• [MATERIAL FOR THE TASK]
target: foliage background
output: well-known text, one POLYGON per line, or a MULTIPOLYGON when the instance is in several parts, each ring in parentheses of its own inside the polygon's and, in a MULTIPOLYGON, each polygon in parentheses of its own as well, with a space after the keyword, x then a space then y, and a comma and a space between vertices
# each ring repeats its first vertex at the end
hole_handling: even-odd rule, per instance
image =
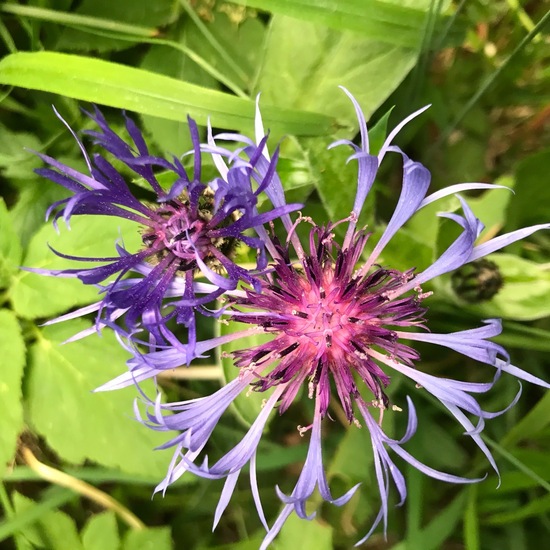
MULTIPOLYGON (((44 222, 46 208, 63 192, 34 175, 40 161, 28 149, 85 168, 52 104, 78 130, 90 128, 79 110, 86 102, 106 106, 119 128, 119 112, 108 107, 135 111, 155 152, 181 154, 189 147, 187 113, 201 124, 210 115, 216 128, 250 132, 251 98, 261 91, 272 143, 286 136, 279 166, 289 196, 305 202, 306 213, 321 222, 345 217, 355 192, 347 152, 326 150, 335 138, 357 132, 353 110, 337 86, 355 95, 371 127, 379 122, 378 143, 386 124, 391 128, 432 103, 399 143, 432 171, 432 189, 463 181, 513 187, 515 195, 492 191, 472 198, 494 234, 550 219, 547 8, 518 0, 0 4, 2 548, 246 550, 262 538, 246 481, 214 533, 219 484, 185 477, 164 498, 151 500, 170 458, 152 450, 162 439, 133 420, 132 389, 91 393, 125 369, 125 352, 110 334, 60 345, 91 321, 41 326, 92 302, 95 292, 19 266, 67 267, 48 243, 70 254, 110 256, 119 235, 128 246, 138 246, 139 239, 120 220, 74 219, 70 231, 62 226, 59 233, 44 222), (103 500, 106 495, 111 500, 103 500)), ((390 162, 362 220, 375 232, 388 219, 399 183, 399 166, 390 162)), ((456 208, 455 201, 438 209, 456 208)), ((392 240, 384 252, 387 265, 422 268, 444 249, 452 228, 435 212, 426 208, 392 240)), ((502 290, 490 301, 469 303, 456 296, 449 277, 442 278, 432 288, 430 326, 457 330, 501 316, 498 341, 512 361, 548 380, 550 236, 537 234, 492 259, 504 276, 502 290)), ((420 351, 429 372, 468 380, 491 375, 452 352, 420 351)), ((211 363, 199 371, 206 373, 201 379, 176 372, 160 384, 173 400, 210 392, 232 368, 211 363)), ((483 405, 503 408, 516 391, 517 383, 503 378, 483 405)), ((420 427, 410 446, 420 459, 459 475, 488 470, 460 429, 421 391, 396 378, 392 392, 394 400, 415 392, 420 427)), ((257 406, 239 401, 217 432, 220 449, 238 440, 257 406)), ((279 506, 273 486, 290 486, 304 460, 306 444, 295 428, 307 414, 304 404, 277 417, 260 447, 268 519, 279 506)), ((337 411, 335 416, 325 443, 331 485, 339 493, 363 481, 362 489, 344 509, 323 507, 312 522, 289 520, 276 542, 279 550, 350 548, 377 510, 367 435, 348 430, 337 411)), ((550 394, 525 384, 518 405, 490 422, 485 434, 502 470, 498 490, 491 472, 479 485, 455 487, 406 467, 406 505, 392 510, 387 540, 378 532, 363 547, 522 550, 547 540, 550 394)))

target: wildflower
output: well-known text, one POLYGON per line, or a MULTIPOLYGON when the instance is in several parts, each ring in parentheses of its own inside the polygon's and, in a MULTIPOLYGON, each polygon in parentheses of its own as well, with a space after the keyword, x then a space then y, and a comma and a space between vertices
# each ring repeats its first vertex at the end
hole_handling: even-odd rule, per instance
MULTIPOLYGON (((422 289, 422 285, 431 279, 483 258, 535 231, 548 229, 550 224, 520 229, 476 245, 483 225, 467 202, 459 196, 462 212, 440 215, 456 223, 461 228, 461 234, 432 265, 418 272, 415 269, 401 272, 378 265, 379 256, 390 239, 427 204, 460 191, 498 186, 463 183, 427 195, 429 171, 391 145, 397 132, 424 109, 400 123, 390 133, 378 155, 372 155, 369 152, 363 114, 351 95, 350 99, 359 121, 361 145, 347 141, 339 141, 335 145, 350 145, 354 150, 351 158, 358 162, 357 194, 351 214, 344 220, 325 226, 319 226, 302 215, 293 223, 284 216, 286 239, 279 241, 274 232, 266 235, 269 239, 266 248, 270 251, 272 261, 270 268, 259 277, 260 288, 248 286, 226 293, 229 304, 223 312, 225 318, 245 323, 249 327, 233 334, 197 342, 197 350, 207 353, 223 343, 256 333, 266 333, 271 339, 256 347, 233 352, 239 375, 213 395, 167 404, 163 404, 159 396, 148 402, 145 417, 140 416, 154 430, 177 432, 162 447, 173 448, 174 455, 168 474, 157 491, 165 491, 187 471, 204 478, 225 478, 214 526, 230 501, 242 469, 250 464, 252 495, 267 531, 262 549, 267 548, 291 513, 295 512, 304 519, 311 519, 315 515, 306 512, 306 502, 315 488, 325 501, 338 506, 347 502, 357 490, 357 486, 352 487, 344 495, 333 497, 323 469, 322 423, 328 415, 332 398, 339 400, 350 423, 369 431, 372 442, 382 503, 372 529, 359 541, 362 543, 380 522, 386 530, 390 480, 397 487, 401 503, 407 495, 404 476, 393 462, 389 450, 432 478, 451 483, 479 481, 434 470, 404 449, 404 443, 417 429, 417 416, 410 398, 407 397, 408 425, 404 436, 392 439, 383 431, 384 414, 391 414, 392 409, 400 409, 399 404, 392 403, 387 394, 392 375, 408 377, 423 391, 437 398, 465 428, 466 434, 478 445, 497 472, 496 463, 481 439, 480 432, 486 419, 504 411, 484 411, 474 396, 489 391, 502 373, 550 387, 543 380, 511 365, 506 351, 490 340, 502 330, 497 319, 486 320, 478 328, 450 334, 428 332, 424 303, 431 292, 422 289), (402 156, 402 190, 385 231, 378 242, 370 247, 370 234, 364 229, 358 229, 357 221, 378 167, 388 152, 402 156), (340 244, 334 229, 344 223, 347 229, 340 244), (297 236, 296 228, 300 224, 311 226, 305 246, 297 236), (370 251, 367 251, 367 247, 370 251), (488 383, 474 383, 439 378, 423 372, 419 353, 409 345, 414 341, 444 346, 487 364, 494 368, 494 379, 488 383), (209 464, 204 449, 219 419, 239 394, 250 389, 265 392, 266 396, 257 419, 233 449, 215 463, 209 464), (277 487, 283 508, 270 526, 259 497, 256 451, 270 413, 275 408, 278 408, 280 414, 284 413, 297 399, 301 389, 314 403, 311 423, 299 427, 301 435, 310 432, 309 450, 292 492, 287 495, 277 487), (472 422, 472 417, 477 419, 476 424, 472 422)), ((258 118, 256 142, 262 144, 264 137, 261 119, 258 118)), ((209 146, 213 147, 211 141, 209 146)), ((263 166, 261 169, 272 166, 265 149, 262 149, 262 156, 262 163, 258 164, 263 166)), ((272 201, 280 208, 283 202, 278 195, 281 188, 276 175, 273 181, 272 191, 276 191, 277 196, 272 201)), ((103 389, 132 384, 136 377, 143 379, 154 376, 164 369, 178 366, 185 359, 174 349, 158 349, 144 354, 136 351, 129 363, 130 371, 103 389)), ((509 407, 519 396, 520 392, 509 407)), ((140 415, 138 405, 136 414, 140 415)))
POLYGON ((40 168, 37 173, 72 193, 71 197, 53 204, 47 215, 54 213, 56 226, 59 218, 69 226, 75 215, 129 219, 139 226, 143 247, 130 252, 118 243, 118 256, 104 258, 73 257, 54 251, 63 258, 103 264, 92 268, 34 270, 57 277, 78 277, 85 284, 99 286, 103 293, 103 298, 96 304, 60 317, 55 322, 96 311, 97 327, 109 325, 116 328, 117 319, 123 317, 126 334, 146 329, 152 343, 177 345, 177 340, 166 328, 167 321, 175 318, 188 329, 189 345, 186 349, 189 351, 196 339, 197 309, 208 313, 204 304, 227 290, 235 289, 240 280, 259 288, 253 272, 233 261, 236 245, 243 242, 257 250, 257 269, 261 271, 267 263, 264 244, 258 236, 248 234, 248 230, 258 227, 261 236, 264 223, 297 209, 298 205, 285 204, 266 213, 258 212, 258 196, 272 185, 272 170, 269 168, 263 172, 263 177, 256 178, 257 184, 253 185, 252 175, 258 160, 263 162, 265 141, 247 162, 239 158, 239 150, 236 153, 224 151, 231 157, 230 168, 225 167, 223 174, 205 183, 201 179, 199 132, 193 119, 188 117, 193 143, 190 154, 194 157, 193 172, 188 174, 178 158, 174 157, 170 162, 152 156, 141 132, 128 117, 126 130, 131 142, 119 137, 97 108, 95 114, 86 114, 99 126, 98 131, 86 133, 141 178, 155 198, 150 203, 136 198, 131 186, 113 164, 100 154, 90 158, 80 140, 58 115, 77 141, 89 175, 40 154, 50 167, 40 168), (164 176, 171 175, 173 183, 168 189, 159 183, 155 173, 158 170, 164 171, 164 176), (130 273, 131 277, 124 277, 130 273), (208 282, 196 282, 198 274, 208 282))

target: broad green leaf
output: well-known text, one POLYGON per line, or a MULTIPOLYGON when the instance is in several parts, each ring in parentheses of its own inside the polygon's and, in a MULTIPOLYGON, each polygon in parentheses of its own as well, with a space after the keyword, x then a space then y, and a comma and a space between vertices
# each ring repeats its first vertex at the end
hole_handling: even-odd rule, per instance
MULTIPOLYGON (((382 228, 377 227, 373 242, 378 241, 382 234, 382 228)), ((424 241, 412 233, 408 228, 401 228, 384 247, 381 254, 381 262, 392 269, 406 271, 416 267, 418 271, 430 265, 433 259, 433 250, 424 241)))
MULTIPOLYGON (((46 327, 30 349, 29 415, 38 433, 64 460, 92 460, 129 473, 161 477, 170 452, 153 449, 166 440, 133 413, 133 387, 93 393, 126 371, 128 353, 111 332, 61 344, 89 323, 73 320, 46 327)), ((144 391, 154 395, 152 386, 144 391)))
MULTIPOLYGON (((176 38, 187 45, 188 32, 184 29, 176 38)), ((216 81, 181 51, 167 46, 153 45, 149 48, 140 67, 145 70, 174 77, 207 88, 216 88, 216 81)), ((156 116, 142 115, 145 131, 151 135, 165 154, 181 155, 192 147, 189 127, 185 119, 168 120, 156 116)))
MULTIPOLYGON (((422 414, 422 413, 421 413, 422 414)), ((444 471, 458 471, 466 465, 468 454, 463 449, 464 442, 456 434, 439 425, 438 419, 422 414, 418 430, 414 437, 416 449, 409 452, 432 468, 444 471), (437 453, 432 452, 430 444, 437 441, 437 453)))
POLYGON ((427 13, 381 0, 235 0, 276 14, 354 31, 409 48, 420 47, 427 13))
POLYGON ((0 288, 10 286, 21 265, 21 242, 4 199, 0 197, 0 288))
POLYGON ((262 55, 264 24, 256 17, 235 22, 225 13, 218 12, 203 26, 203 29, 192 24, 186 27, 189 47, 227 78, 250 89, 262 55), (205 39, 204 31, 217 42, 218 48, 205 39))
MULTIPOLYGON (((164 75, 78 55, 19 52, 0 61, 0 83, 57 93, 170 120, 187 114, 205 125, 252 128, 254 102, 164 75)), ((266 124, 281 133, 324 135, 329 116, 262 104, 266 124)))
MULTIPOLYGON (((135 42, 140 36, 152 37, 159 34, 154 27, 172 22, 176 16, 173 0, 83 0, 73 13, 66 16, 66 24, 88 26, 100 30, 111 30, 133 34, 135 42), (84 23, 72 22, 71 16, 84 23), (101 22, 103 22, 101 25, 101 22), (133 30, 135 29, 135 30, 133 30), (133 30, 133 32, 132 32, 133 30), (137 31, 137 32, 136 32, 137 31)), ((97 36, 75 28, 67 28, 56 45, 58 50, 99 51, 120 50, 133 44, 106 36, 97 36)))
MULTIPOLYGON (((499 178, 494 183, 514 189, 515 180, 509 176, 499 178)), ((468 205, 472 212, 483 222, 486 231, 499 231, 507 222, 508 205, 515 208, 516 197, 514 191, 507 189, 493 189, 485 191, 480 197, 468 198, 468 205)))
MULTIPOLYGON (((232 334, 240 330, 245 330, 250 328, 249 325, 244 323, 230 323, 226 325, 222 323, 220 326, 220 334, 232 334)), ((226 382, 234 380, 239 375, 240 369, 235 366, 235 362, 232 357, 224 357, 225 354, 241 349, 250 349, 264 342, 270 340, 271 336, 267 334, 254 334, 253 336, 245 336, 244 338, 239 338, 228 344, 224 344, 220 347, 220 356, 223 375, 226 382)), ((258 417, 258 414, 262 408, 262 403, 264 400, 269 397, 270 392, 255 392, 248 391, 237 396, 233 401, 232 409, 236 412, 237 417, 244 422, 247 426, 250 426, 258 417)))
MULTIPOLYGON (((357 192, 357 162, 346 162, 352 153, 350 148, 327 149, 327 145, 328 142, 321 138, 304 141, 315 188, 329 220, 337 222, 349 216, 353 209, 357 192)), ((373 214, 372 207, 365 206, 359 225, 371 223, 373 214)))
POLYGON ((25 342, 15 315, 0 310, 0 477, 5 466, 15 454, 17 436, 23 427, 23 406, 21 403, 21 381, 25 366, 25 342))
POLYGON ((84 550, 118 550, 120 539, 113 512, 92 516, 82 530, 84 550))
POLYGON ((330 114, 352 129, 348 136, 358 128, 357 119, 338 86, 348 88, 368 119, 416 59, 411 49, 278 15, 265 50, 256 86, 262 101, 330 114))
MULTIPOLYGON (((13 494, 13 503, 18 513, 30 512, 37 506, 36 502, 19 493, 13 494)), ((25 529, 25 534, 30 535, 34 544, 48 550, 84 550, 74 520, 64 512, 44 511, 37 519, 33 528, 25 529)))
POLYGON ((377 155, 386 141, 388 136, 388 122, 394 107, 388 109, 371 128, 368 128, 369 133, 369 152, 371 155, 377 155))
POLYGON ((550 424, 550 393, 540 401, 504 436, 501 444, 506 447, 529 439, 550 424))
MULTIPOLYGON (((305 160, 280 158, 277 173, 281 178, 287 204, 297 202, 305 204, 315 189, 311 166, 305 160)), ((268 202, 267 197, 259 197, 258 204, 268 202)))
POLYGON ((317 519, 306 521, 292 514, 285 521, 274 546, 277 550, 332 550, 332 527, 317 519))
MULTIPOLYGON (((101 263, 77 262, 58 257, 58 252, 74 256, 102 258, 116 256, 115 243, 123 238, 127 250, 140 246, 135 222, 108 216, 75 216, 69 230, 62 220, 59 233, 52 224, 45 225, 29 244, 23 265, 35 269, 91 268, 101 263)), ((10 290, 10 299, 18 315, 25 319, 50 317, 67 309, 89 304, 99 299, 98 289, 82 284, 78 279, 38 275, 20 271, 10 290)))
POLYGON ((503 287, 490 302, 469 306, 484 318, 532 320, 550 315, 550 272, 544 265, 512 254, 492 254, 498 265, 503 287))
MULTIPOLYGON (((397 199, 396 199, 397 202, 397 199)), ((402 231, 407 231, 410 238, 415 239, 417 242, 422 243, 422 246, 431 250, 430 260, 434 260, 438 252, 438 237, 442 227, 441 218, 437 215, 438 212, 454 212, 460 206, 460 202, 456 197, 446 197, 439 201, 433 202, 425 206, 420 211, 416 212, 414 216, 407 222, 404 229, 400 229, 395 237, 399 238, 399 234, 402 231)), ((391 246, 390 241, 389 245, 391 246)), ((399 247, 397 247, 399 248, 399 247)), ((407 248, 401 248, 402 251, 407 251, 407 248)), ((443 249, 439 252, 443 252, 443 249)), ((413 263, 409 265, 417 265, 413 263)), ((405 266, 403 266, 405 269, 405 266)), ((427 267, 427 264, 424 264, 427 267)))
MULTIPOLYGON (((63 162, 62 159, 59 160, 63 162)), ((23 247, 26 248, 32 235, 44 226, 44 215, 48 207, 66 196, 67 191, 63 187, 48 180, 30 179, 19 186, 17 202, 9 214, 23 247)))
POLYGON ((372 442, 368 429, 351 425, 338 443, 327 475, 329 478, 339 476, 351 483, 364 482, 372 472, 372 463, 372 442))
POLYGON ((546 149, 518 164, 515 196, 507 212, 507 229, 517 229, 550 219, 550 186, 544 176, 549 163, 550 149, 546 149))
POLYGON ((34 178, 33 169, 41 160, 26 149, 42 147, 39 139, 30 133, 12 132, 0 124, 0 173, 8 179, 34 178))
POLYGON ((122 550, 171 550, 172 548, 169 527, 128 531, 122 544, 122 550))

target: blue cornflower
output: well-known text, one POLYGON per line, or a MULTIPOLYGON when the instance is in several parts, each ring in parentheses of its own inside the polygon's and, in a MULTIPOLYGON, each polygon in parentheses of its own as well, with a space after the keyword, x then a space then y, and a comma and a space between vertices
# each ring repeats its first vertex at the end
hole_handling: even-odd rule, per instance
MULTIPOLYGON (((347 92, 346 92, 347 93, 347 92)), ((481 439, 486 419, 505 411, 484 411, 476 394, 488 392, 502 373, 550 387, 543 380, 510 364, 508 354, 490 339, 500 334, 497 319, 484 321, 470 330, 437 334, 427 330, 429 323, 424 301, 430 292, 421 285, 461 266, 483 258, 504 246, 518 241, 535 231, 549 229, 541 224, 492 238, 476 245, 483 224, 476 218, 467 202, 460 199, 462 213, 440 214, 461 228, 461 234, 432 265, 423 271, 404 272, 377 264, 380 254, 396 232, 420 209, 443 197, 461 191, 494 189, 499 186, 484 183, 463 183, 427 195, 429 171, 419 162, 409 159, 392 145, 395 135, 412 118, 425 109, 407 117, 388 136, 378 155, 369 152, 369 138, 365 119, 355 99, 352 100, 361 133, 361 145, 338 141, 353 148, 352 159, 358 162, 357 193, 350 215, 335 224, 318 226, 310 218, 299 215, 294 221, 281 216, 287 231, 284 242, 273 233, 265 232, 266 250, 271 255, 270 266, 257 277, 258 286, 248 285, 225 293, 227 303, 223 317, 249 325, 248 328, 210 340, 197 342, 197 354, 206 354, 216 347, 253 334, 268 334, 269 341, 253 348, 232 352, 238 376, 214 394, 179 403, 162 403, 160 395, 147 401, 145 417, 136 414, 150 428, 162 432, 176 432, 162 448, 173 448, 173 460, 164 481, 157 491, 166 488, 185 472, 209 479, 225 479, 217 506, 214 526, 227 507, 242 469, 250 465, 250 483, 258 515, 267 534, 261 548, 265 549, 280 531, 286 519, 295 512, 311 519, 306 513, 306 502, 317 488, 323 499, 338 506, 346 503, 357 490, 351 488, 344 495, 332 496, 322 458, 322 424, 328 414, 331 398, 340 401, 348 421, 369 430, 374 452, 374 466, 381 507, 374 524, 358 544, 364 542, 380 524, 386 529, 390 480, 393 480, 401 503, 407 495, 405 478, 393 462, 389 450, 400 456, 424 474, 451 483, 471 483, 466 479, 434 470, 423 464, 403 448, 416 432, 417 416, 412 400, 407 397, 408 425, 401 439, 390 438, 382 429, 384 414, 401 410, 386 393, 391 375, 403 375, 416 383, 422 391, 437 398, 465 428, 498 472, 497 465, 481 439), (357 228, 359 214, 372 187, 378 167, 388 152, 403 159, 402 190, 395 211, 382 236, 370 247, 370 234, 357 228), (309 239, 304 244, 298 238, 299 224, 309 224, 309 239), (347 224, 345 237, 337 241, 334 227, 347 224), (367 247, 369 246, 369 251, 367 247), (422 341, 451 348, 480 363, 494 368, 494 378, 488 383, 473 383, 440 378, 421 370, 419 353, 409 344, 422 341), (333 391, 335 389, 335 392, 333 391), (298 427, 301 435, 310 432, 309 450, 303 470, 290 495, 277 487, 283 508, 270 526, 265 518, 256 477, 256 452, 262 432, 271 412, 286 411, 301 389, 314 403, 311 423, 298 427), (209 464, 204 449, 221 416, 235 398, 250 390, 265 392, 266 398, 257 419, 242 440, 214 464, 209 464), (334 394, 334 395, 333 395, 334 394), (471 418, 477 419, 474 424, 471 418)), ((256 167, 260 177, 273 167, 266 149, 265 135, 259 112, 256 123, 256 143, 262 150, 256 167)), ((246 138, 239 136, 246 141, 246 138)), ((249 142, 247 154, 253 154, 249 142)), ((206 149, 216 151, 213 138, 206 149)), ((223 152, 217 151, 223 156, 223 152)), ((220 158, 217 158, 220 161, 220 158)), ((282 185, 277 174, 271 175, 269 198, 275 208, 285 205, 282 185)), ((244 344, 243 344, 244 346, 244 344)), ((129 346, 132 348, 132 346, 129 346)), ((185 347, 185 346, 184 346, 185 347)), ((185 351, 158 348, 148 353, 135 350, 129 362, 129 372, 106 384, 102 389, 113 389, 132 384, 175 368, 187 361, 185 351)), ((518 392, 511 407, 520 396, 518 392)), ((144 399, 146 399, 144 397, 144 399)), ((405 406, 405 404, 403 404, 405 406)), ((507 410, 507 407, 505 410, 507 410)))
MULTIPOLYGON (((57 112, 56 112, 57 114, 57 112)), ((203 181, 202 151, 197 125, 188 117, 193 150, 193 170, 189 173, 182 162, 173 157, 171 161, 153 156, 135 123, 126 117, 126 130, 131 142, 124 141, 108 125, 99 109, 94 114, 86 113, 94 120, 98 131, 87 131, 95 144, 110 153, 117 161, 124 163, 141 178, 154 194, 154 200, 144 202, 136 198, 125 177, 100 154, 92 158, 81 141, 67 126, 77 141, 89 174, 62 164, 54 158, 39 154, 50 166, 36 172, 65 187, 72 195, 53 204, 47 216, 54 213, 54 224, 63 218, 69 225, 72 216, 106 215, 118 216, 136 222, 141 233, 143 246, 129 251, 116 243, 115 257, 82 258, 56 252, 63 258, 98 262, 98 267, 82 267, 65 270, 34 269, 44 275, 78 277, 83 283, 96 285, 101 289, 101 301, 55 320, 65 320, 91 312, 98 312, 96 327, 109 325, 122 330, 116 324, 123 318, 125 334, 146 329, 150 343, 170 343, 179 346, 166 323, 176 322, 188 329, 189 359, 196 341, 195 312, 213 313, 204 308, 228 290, 235 289, 239 281, 260 288, 255 272, 261 272, 267 265, 263 224, 281 215, 296 210, 299 205, 281 205, 259 213, 258 197, 272 186, 277 155, 265 169, 262 149, 265 141, 255 147, 247 161, 240 156, 240 150, 230 152, 221 148, 229 158, 229 166, 220 162, 219 153, 213 153, 214 163, 221 168, 219 175, 210 181, 203 181), (262 176, 258 175, 261 162, 262 176), (157 178, 159 170, 171 174, 173 183, 163 188, 157 178), (258 228, 259 235, 249 230, 258 228), (257 251, 256 270, 247 270, 233 261, 236 245, 245 243, 257 251), (124 277, 131 274, 130 277, 124 277), (201 275, 208 282, 197 282, 201 275), (114 280, 112 279, 114 277, 114 280)), ((211 133, 211 131, 210 131, 211 133)), ((229 134, 238 141, 236 134, 229 134)), ((204 147, 202 147, 204 148, 204 147)), ((245 146, 246 148, 246 146, 245 146)), ((115 247, 116 236, 113 236, 115 247)), ((216 314, 214 312, 214 314, 216 314)), ((94 330, 94 329, 91 329, 94 330)), ((90 331, 78 335, 82 336, 90 331)))

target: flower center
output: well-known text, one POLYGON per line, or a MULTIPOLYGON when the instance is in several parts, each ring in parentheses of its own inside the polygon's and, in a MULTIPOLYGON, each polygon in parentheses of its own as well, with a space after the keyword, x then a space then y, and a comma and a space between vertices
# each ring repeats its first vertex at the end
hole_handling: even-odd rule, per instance
POLYGON ((287 311, 284 332, 295 337, 299 345, 313 346, 317 354, 327 354, 336 360, 342 350, 349 349, 359 324, 364 324, 356 317, 361 314, 357 300, 342 299, 333 270, 325 272, 322 285, 311 286, 303 280, 301 286, 301 304, 287 311))
POLYGON ((366 238, 358 234, 349 249, 337 249, 333 255, 336 247, 329 233, 315 227, 310 254, 302 258, 299 268, 283 254, 261 292, 248 290, 246 297, 235 298, 232 318, 259 325, 274 338, 233 355, 243 372, 253 369, 257 374, 253 383, 257 391, 285 384, 281 411, 305 385, 310 397, 320 397, 324 415, 333 385, 352 421, 352 400, 360 395, 357 377, 378 406, 388 406, 385 388, 390 378, 374 356, 383 353, 412 365, 418 354, 398 342, 395 330, 422 326, 425 309, 421 295, 391 298, 410 280, 412 270, 378 268, 356 277, 366 238))
POLYGON ((170 200, 156 211, 156 223, 146 227, 142 233, 143 244, 151 250, 149 263, 157 265, 172 260, 177 263, 177 271, 184 273, 197 269, 197 258, 208 267, 221 271, 216 258, 216 250, 230 256, 237 244, 234 238, 211 236, 213 229, 226 227, 236 219, 235 213, 226 217, 216 227, 211 226, 214 217, 214 196, 206 188, 197 204, 192 205, 187 193, 170 200))

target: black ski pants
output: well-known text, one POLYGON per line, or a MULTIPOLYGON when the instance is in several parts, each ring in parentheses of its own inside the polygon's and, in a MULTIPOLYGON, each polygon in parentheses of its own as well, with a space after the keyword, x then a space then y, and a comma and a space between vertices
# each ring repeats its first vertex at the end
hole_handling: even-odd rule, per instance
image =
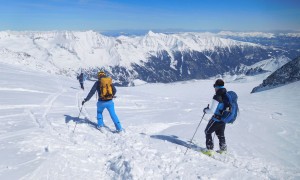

• [EXERCISE DIRECTIONS]
Please give the number of lines above in which the word "target" appears, without any other text.

• [OUTPUT]
6